> _MATERIAL PROVIDED_
* start *

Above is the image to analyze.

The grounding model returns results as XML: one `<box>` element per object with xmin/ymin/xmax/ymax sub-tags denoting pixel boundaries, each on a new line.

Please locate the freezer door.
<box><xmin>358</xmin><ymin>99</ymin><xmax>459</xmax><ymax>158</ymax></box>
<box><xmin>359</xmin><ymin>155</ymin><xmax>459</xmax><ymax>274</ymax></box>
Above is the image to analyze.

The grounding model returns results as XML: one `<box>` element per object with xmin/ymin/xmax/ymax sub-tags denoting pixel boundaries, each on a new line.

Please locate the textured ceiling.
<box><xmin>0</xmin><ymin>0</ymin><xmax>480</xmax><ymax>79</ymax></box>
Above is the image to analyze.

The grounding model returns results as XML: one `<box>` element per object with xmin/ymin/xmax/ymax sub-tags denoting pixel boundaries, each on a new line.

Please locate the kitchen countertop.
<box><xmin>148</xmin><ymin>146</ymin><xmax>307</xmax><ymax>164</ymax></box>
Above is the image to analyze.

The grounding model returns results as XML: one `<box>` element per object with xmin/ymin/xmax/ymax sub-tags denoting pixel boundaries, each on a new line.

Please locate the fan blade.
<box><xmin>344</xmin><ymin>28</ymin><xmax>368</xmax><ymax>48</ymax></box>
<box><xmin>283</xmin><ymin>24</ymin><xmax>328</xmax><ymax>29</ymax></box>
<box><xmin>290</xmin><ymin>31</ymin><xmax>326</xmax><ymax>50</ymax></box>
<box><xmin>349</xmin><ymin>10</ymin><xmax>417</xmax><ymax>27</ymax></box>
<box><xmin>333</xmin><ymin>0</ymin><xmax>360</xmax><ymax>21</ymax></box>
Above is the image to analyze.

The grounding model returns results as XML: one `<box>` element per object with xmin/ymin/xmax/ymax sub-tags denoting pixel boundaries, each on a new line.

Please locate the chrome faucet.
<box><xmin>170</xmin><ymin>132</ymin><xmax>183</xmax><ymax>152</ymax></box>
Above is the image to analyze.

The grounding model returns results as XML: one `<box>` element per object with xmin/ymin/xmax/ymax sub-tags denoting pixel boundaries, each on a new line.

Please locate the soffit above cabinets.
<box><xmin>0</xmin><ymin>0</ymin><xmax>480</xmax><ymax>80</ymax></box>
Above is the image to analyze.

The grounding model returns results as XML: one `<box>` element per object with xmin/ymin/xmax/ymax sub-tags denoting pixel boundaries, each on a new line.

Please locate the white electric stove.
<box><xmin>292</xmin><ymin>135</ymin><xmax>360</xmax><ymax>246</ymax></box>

* end *

> _EXERCISE DIRECTIONS_
Show each line of the items above that contains the word "locate", treating uppercase and lowercase letters as different.

> _RESPONSE BELOW_
Please locate the freezer door.
Please locate the textured ceiling.
Please locate the kitchen countertop.
Please locate the fan blade.
Please locate the chrome faucet.
Please locate the soffit above cabinets.
Please locate the white electric stove.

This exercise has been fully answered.